Gather each line of the entries below that includes "polo".

----- Given data -----

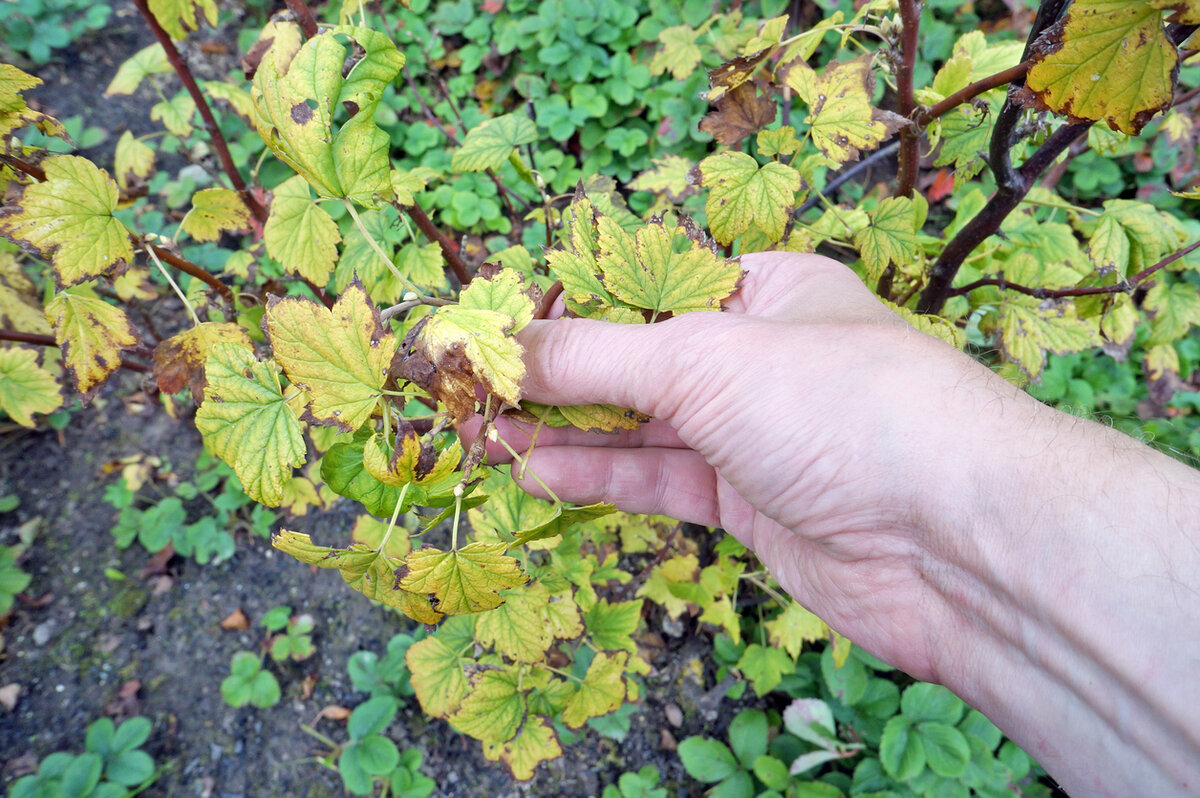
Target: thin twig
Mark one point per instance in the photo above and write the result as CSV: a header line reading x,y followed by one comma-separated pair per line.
x,y
1123,287
202,105
448,249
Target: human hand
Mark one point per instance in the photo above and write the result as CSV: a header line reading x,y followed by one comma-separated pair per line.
x,y
809,421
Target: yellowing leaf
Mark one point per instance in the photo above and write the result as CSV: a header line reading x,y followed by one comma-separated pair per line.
x,y
178,17
891,238
437,676
214,211
844,124
301,234
646,271
601,691
133,160
295,95
179,360
363,568
1027,331
534,744
1110,61
465,345
246,421
136,69
503,291
25,388
15,112
795,627
490,144
19,310
337,357
679,53
492,709
517,628
91,334
70,219
742,195
667,177
467,580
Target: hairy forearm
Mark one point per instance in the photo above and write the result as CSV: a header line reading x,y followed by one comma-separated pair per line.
x,y
1074,579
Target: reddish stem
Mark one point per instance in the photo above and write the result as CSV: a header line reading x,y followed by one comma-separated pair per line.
x,y
202,105
435,234
910,135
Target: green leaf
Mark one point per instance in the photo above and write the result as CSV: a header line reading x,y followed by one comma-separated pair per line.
x,y
490,144
300,234
900,750
707,760
466,580
891,238
371,717
365,569
947,751
246,421
492,709
743,195
437,676
339,357
503,291
844,124
765,666
1109,60
933,702
25,388
69,219
178,17
215,211
646,271
136,69
91,334
611,627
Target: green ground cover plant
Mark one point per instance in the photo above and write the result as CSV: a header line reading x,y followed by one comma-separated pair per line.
x,y
384,196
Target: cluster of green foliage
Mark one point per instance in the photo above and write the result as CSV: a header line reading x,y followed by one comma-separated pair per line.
x,y
405,219
112,766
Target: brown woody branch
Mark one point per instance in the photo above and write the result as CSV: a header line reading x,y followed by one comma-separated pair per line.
x,y
435,234
48,341
910,135
304,16
202,105
1123,287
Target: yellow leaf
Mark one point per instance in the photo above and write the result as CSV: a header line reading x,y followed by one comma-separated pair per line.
x,y
25,388
844,124
492,709
534,744
601,691
337,357
179,360
246,421
795,627
437,676
742,195
646,270
462,581
215,211
1110,60
19,309
91,334
363,568
178,17
70,219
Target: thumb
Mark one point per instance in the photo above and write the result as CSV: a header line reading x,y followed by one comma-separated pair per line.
x,y
580,361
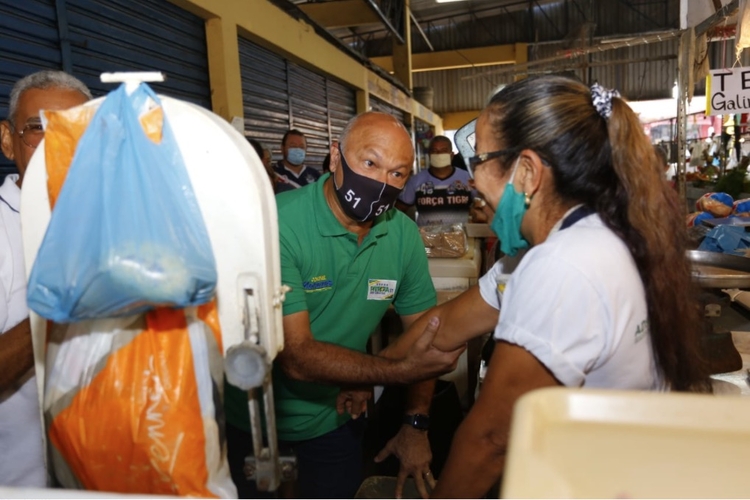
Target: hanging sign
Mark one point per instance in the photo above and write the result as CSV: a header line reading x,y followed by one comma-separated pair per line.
x,y
728,91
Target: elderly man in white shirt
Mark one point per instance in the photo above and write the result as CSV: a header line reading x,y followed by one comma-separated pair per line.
x,y
21,459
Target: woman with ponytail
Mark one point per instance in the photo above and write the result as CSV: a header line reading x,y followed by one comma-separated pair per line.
x,y
602,297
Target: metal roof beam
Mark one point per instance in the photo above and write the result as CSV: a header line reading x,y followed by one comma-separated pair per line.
x,y
452,59
342,14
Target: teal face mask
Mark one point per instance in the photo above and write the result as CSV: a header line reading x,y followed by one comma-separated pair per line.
x,y
506,223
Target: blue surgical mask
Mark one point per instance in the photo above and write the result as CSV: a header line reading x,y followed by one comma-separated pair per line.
x,y
506,223
295,156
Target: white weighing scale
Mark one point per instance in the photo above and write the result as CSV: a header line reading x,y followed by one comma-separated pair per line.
x,y
239,210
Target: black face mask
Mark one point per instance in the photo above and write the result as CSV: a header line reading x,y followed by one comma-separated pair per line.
x,y
363,198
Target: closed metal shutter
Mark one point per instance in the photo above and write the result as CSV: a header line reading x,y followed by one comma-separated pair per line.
x,y
342,106
307,93
265,95
29,42
278,95
140,35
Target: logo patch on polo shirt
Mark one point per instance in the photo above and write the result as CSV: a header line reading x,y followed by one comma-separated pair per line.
x,y
317,284
381,289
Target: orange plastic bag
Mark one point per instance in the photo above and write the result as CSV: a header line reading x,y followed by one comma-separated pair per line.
x,y
132,404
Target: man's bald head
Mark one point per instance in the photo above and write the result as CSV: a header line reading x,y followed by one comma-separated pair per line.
x,y
376,145
374,119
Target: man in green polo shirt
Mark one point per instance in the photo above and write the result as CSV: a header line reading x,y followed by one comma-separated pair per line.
x,y
347,256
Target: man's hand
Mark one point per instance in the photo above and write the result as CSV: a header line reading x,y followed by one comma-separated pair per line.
x,y
353,400
412,448
424,361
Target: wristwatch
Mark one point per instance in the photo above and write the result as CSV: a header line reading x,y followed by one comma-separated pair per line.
x,y
418,421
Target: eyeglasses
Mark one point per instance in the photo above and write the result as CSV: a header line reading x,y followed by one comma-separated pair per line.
x,y
32,133
474,161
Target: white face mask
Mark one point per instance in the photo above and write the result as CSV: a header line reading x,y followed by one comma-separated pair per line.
x,y
440,160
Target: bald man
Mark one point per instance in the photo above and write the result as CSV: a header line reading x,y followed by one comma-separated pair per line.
x,y
347,256
21,462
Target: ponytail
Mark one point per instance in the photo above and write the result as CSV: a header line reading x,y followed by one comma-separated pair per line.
x,y
652,226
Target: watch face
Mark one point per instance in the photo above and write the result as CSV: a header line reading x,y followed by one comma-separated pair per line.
x,y
421,422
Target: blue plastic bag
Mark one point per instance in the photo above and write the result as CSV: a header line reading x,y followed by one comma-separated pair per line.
x,y
726,238
126,234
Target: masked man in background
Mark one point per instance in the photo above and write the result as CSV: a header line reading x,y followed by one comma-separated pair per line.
x,y
292,169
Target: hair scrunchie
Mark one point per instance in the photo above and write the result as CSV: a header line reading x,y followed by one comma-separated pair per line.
x,y
602,99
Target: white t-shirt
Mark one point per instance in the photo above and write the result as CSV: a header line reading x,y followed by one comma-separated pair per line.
x,y
577,303
21,459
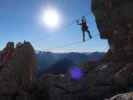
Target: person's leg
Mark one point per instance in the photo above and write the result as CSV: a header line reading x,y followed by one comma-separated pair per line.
x,y
89,34
83,35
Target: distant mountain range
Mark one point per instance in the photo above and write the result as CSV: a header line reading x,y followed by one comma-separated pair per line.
x,y
49,62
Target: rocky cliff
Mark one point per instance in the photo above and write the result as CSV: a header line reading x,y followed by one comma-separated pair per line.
x,y
18,66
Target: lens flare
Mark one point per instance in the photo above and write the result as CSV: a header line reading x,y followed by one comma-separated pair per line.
x,y
76,73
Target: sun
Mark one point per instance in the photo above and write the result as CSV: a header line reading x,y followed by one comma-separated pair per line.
x,y
51,18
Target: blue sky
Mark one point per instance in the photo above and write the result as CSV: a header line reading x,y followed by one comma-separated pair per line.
x,y
20,20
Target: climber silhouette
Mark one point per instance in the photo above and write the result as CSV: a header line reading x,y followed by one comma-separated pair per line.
x,y
84,27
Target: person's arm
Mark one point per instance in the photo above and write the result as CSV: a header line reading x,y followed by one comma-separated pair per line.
x,y
78,22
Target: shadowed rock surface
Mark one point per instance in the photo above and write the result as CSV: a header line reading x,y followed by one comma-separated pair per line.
x,y
112,76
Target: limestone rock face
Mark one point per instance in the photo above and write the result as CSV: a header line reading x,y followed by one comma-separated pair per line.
x,y
124,96
18,70
115,23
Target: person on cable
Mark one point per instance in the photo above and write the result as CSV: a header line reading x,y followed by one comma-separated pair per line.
x,y
84,27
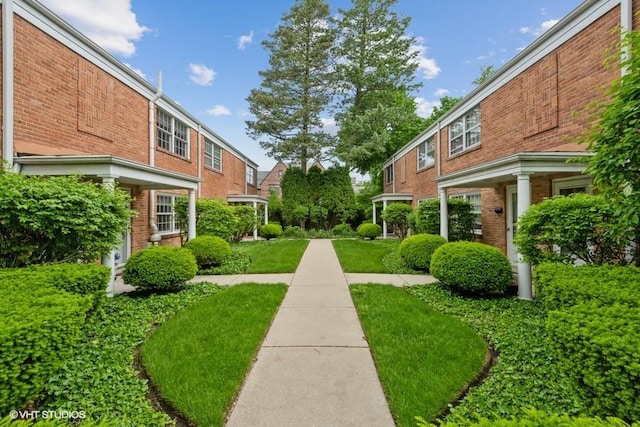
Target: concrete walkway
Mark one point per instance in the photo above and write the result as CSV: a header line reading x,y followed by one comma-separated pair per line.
x,y
314,367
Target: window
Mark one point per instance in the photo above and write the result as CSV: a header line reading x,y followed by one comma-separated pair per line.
x,y
212,155
388,174
426,152
476,208
172,134
464,133
251,176
166,218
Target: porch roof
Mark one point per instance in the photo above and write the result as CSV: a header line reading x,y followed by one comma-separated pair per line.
x,y
507,168
105,166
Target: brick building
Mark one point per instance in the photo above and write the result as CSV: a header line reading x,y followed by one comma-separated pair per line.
x,y
506,144
71,107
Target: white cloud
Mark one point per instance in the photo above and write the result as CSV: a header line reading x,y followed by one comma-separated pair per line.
x,y
109,23
218,110
424,107
245,40
201,74
539,30
428,66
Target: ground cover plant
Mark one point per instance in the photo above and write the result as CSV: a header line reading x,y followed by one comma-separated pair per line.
x,y
218,337
424,358
100,377
527,374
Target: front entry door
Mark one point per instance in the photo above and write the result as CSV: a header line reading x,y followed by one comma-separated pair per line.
x,y
512,221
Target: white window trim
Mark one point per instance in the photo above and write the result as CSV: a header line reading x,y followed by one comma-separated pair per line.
x,y
214,146
172,137
425,144
572,182
172,215
465,131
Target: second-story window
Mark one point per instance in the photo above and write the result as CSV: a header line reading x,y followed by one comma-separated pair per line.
x,y
464,133
426,153
172,135
212,155
388,174
251,176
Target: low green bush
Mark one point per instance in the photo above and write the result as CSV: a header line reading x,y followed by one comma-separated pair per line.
x,y
529,417
369,231
40,324
160,268
472,267
342,229
271,231
83,279
416,251
561,286
210,251
598,347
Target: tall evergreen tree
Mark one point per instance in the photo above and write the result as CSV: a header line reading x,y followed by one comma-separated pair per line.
x,y
376,72
296,87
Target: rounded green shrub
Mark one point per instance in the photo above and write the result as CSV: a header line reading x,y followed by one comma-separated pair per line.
x,y
271,231
209,251
416,251
471,267
369,231
160,268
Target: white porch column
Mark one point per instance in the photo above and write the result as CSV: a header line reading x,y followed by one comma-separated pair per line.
x,y
525,290
384,223
444,214
374,213
191,233
109,260
255,224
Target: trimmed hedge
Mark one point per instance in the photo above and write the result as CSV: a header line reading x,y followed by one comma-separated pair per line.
x,y
160,268
210,251
368,230
271,231
562,286
83,279
416,251
599,351
472,267
40,324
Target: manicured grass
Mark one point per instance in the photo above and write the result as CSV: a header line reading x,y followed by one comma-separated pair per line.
x,y
364,256
274,256
527,374
424,358
199,359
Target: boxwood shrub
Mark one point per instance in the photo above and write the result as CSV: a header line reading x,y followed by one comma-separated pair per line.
x,y
599,351
561,286
271,231
472,267
210,251
416,251
160,268
40,324
369,231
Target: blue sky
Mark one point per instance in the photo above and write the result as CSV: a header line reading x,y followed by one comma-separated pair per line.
x,y
210,52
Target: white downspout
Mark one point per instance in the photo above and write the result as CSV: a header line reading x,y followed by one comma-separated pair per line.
x,y
152,150
7,83
626,24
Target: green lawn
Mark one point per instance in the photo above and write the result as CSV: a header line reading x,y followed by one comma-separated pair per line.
x,y
199,359
364,256
274,256
424,358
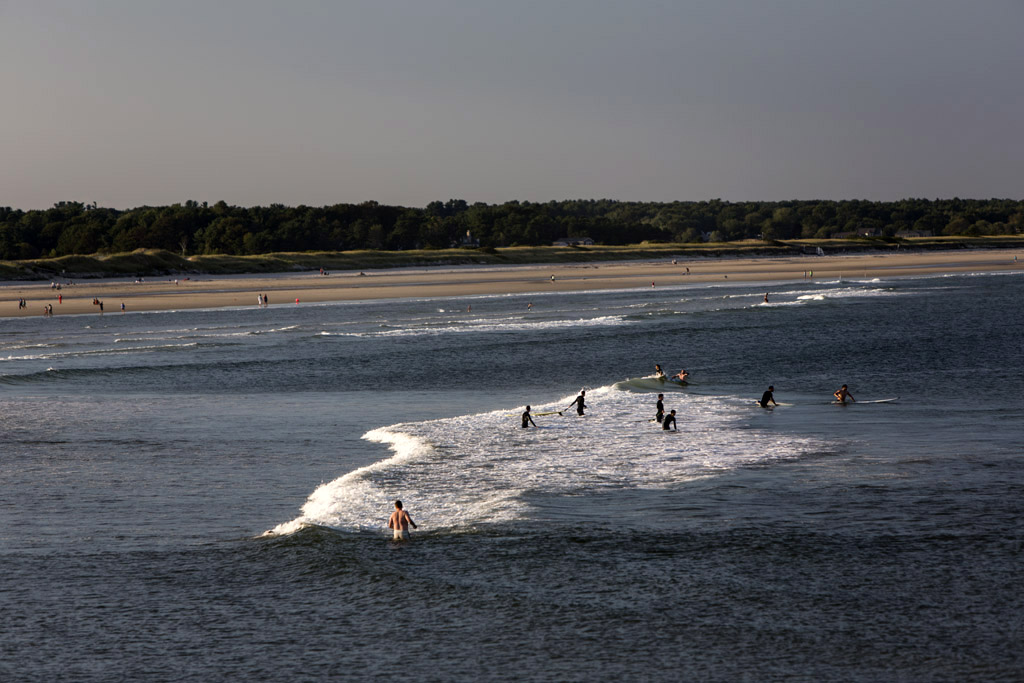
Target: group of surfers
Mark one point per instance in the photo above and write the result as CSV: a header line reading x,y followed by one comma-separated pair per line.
x,y
681,375
668,421
841,395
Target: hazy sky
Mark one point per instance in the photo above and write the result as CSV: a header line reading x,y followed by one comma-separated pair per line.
x,y
128,102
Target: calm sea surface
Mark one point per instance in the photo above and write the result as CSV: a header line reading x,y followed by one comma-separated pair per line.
x,y
203,495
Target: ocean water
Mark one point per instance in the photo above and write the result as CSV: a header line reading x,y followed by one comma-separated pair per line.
x,y
203,495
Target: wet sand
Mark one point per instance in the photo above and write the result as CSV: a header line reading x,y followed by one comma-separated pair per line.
x,y
213,292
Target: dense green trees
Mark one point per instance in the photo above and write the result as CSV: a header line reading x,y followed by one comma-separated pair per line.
x,y
73,227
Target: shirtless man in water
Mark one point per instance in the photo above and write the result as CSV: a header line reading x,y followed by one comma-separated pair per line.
x,y
843,394
399,521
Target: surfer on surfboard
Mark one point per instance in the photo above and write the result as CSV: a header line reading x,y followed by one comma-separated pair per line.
x,y
843,393
768,395
526,420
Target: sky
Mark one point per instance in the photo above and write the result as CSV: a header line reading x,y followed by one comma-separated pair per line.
x,y
131,102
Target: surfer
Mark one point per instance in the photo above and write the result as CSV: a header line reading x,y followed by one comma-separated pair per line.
x,y
579,402
843,394
526,419
399,521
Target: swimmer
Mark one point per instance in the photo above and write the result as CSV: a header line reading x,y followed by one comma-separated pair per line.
x,y
579,402
526,419
399,521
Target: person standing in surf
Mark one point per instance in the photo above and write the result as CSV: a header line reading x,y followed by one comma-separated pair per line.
x,y
843,394
768,395
527,420
399,521
579,402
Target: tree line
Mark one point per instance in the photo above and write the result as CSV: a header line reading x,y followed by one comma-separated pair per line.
x,y
193,227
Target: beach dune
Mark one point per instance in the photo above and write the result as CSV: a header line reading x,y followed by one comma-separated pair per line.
x,y
211,292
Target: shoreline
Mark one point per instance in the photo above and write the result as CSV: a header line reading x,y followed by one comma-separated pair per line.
x,y
233,291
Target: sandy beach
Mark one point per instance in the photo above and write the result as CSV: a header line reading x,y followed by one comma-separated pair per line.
x,y
212,292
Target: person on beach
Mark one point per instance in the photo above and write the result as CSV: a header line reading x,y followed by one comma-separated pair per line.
x,y
579,402
526,419
843,394
399,521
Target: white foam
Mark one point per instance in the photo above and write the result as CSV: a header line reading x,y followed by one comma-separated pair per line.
x,y
457,473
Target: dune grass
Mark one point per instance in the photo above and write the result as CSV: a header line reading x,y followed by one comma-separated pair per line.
x,y
152,262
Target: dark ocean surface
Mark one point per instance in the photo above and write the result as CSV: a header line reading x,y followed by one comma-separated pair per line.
x,y
203,495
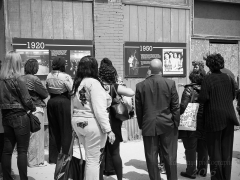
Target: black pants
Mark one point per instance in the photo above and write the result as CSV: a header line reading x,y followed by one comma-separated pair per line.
x,y
190,145
220,147
168,144
202,158
16,130
60,128
1,145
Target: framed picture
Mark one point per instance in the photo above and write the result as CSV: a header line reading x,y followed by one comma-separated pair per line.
x,y
138,55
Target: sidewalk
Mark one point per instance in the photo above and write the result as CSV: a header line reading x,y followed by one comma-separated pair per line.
x,y
134,165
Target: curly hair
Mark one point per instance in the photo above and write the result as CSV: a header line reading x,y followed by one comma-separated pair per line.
x,y
197,76
87,67
107,72
214,62
31,66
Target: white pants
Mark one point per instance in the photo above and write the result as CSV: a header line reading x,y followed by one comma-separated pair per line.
x,y
93,139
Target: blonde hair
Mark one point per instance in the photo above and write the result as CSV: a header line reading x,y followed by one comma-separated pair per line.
x,y
11,65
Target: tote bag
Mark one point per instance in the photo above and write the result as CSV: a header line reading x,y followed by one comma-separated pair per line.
x,y
69,167
188,120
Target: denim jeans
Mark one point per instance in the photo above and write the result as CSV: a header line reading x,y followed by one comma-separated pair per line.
x,y
16,130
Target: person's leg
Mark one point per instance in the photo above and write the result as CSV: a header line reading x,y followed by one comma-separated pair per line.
x,y
151,144
9,144
114,150
190,145
168,143
227,149
202,159
22,134
214,140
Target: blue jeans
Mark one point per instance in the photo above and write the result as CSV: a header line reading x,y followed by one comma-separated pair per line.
x,y
16,130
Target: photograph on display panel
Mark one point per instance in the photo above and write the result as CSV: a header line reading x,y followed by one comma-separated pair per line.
x,y
172,61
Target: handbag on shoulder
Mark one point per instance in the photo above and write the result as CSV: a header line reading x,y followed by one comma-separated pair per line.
x,y
118,107
69,167
188,120
35,124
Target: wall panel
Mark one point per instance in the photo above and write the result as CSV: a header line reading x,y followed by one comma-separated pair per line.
x,y
155,24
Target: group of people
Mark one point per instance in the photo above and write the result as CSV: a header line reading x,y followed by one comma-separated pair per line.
x,y
158,114
84,105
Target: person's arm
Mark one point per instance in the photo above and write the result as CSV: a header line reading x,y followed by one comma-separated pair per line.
x,y
40,89
186,98
204,94
99,104
24,94
122,90
174,105
139,109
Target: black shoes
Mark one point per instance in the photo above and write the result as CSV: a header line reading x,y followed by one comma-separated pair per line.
x,y
184,174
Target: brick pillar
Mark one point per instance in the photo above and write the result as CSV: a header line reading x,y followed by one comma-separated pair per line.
x,y
108,32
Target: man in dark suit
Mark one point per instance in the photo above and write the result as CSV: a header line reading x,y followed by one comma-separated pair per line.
x,y
157,109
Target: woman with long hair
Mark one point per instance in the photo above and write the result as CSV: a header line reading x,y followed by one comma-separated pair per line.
x,y
38,93
217,95
90,118
190,138
108,75
59,85
15,102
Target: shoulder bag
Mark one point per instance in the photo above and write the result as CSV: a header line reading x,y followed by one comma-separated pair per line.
x,y
35,124
188,119
118,107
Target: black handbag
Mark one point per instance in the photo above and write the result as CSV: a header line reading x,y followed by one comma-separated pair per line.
x,y
68,166
118,107
35,124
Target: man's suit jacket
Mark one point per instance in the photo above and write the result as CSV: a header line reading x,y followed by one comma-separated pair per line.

-----

■ Answer space ■
Target: logo patch on polo shirt
Target: man in green polo shirt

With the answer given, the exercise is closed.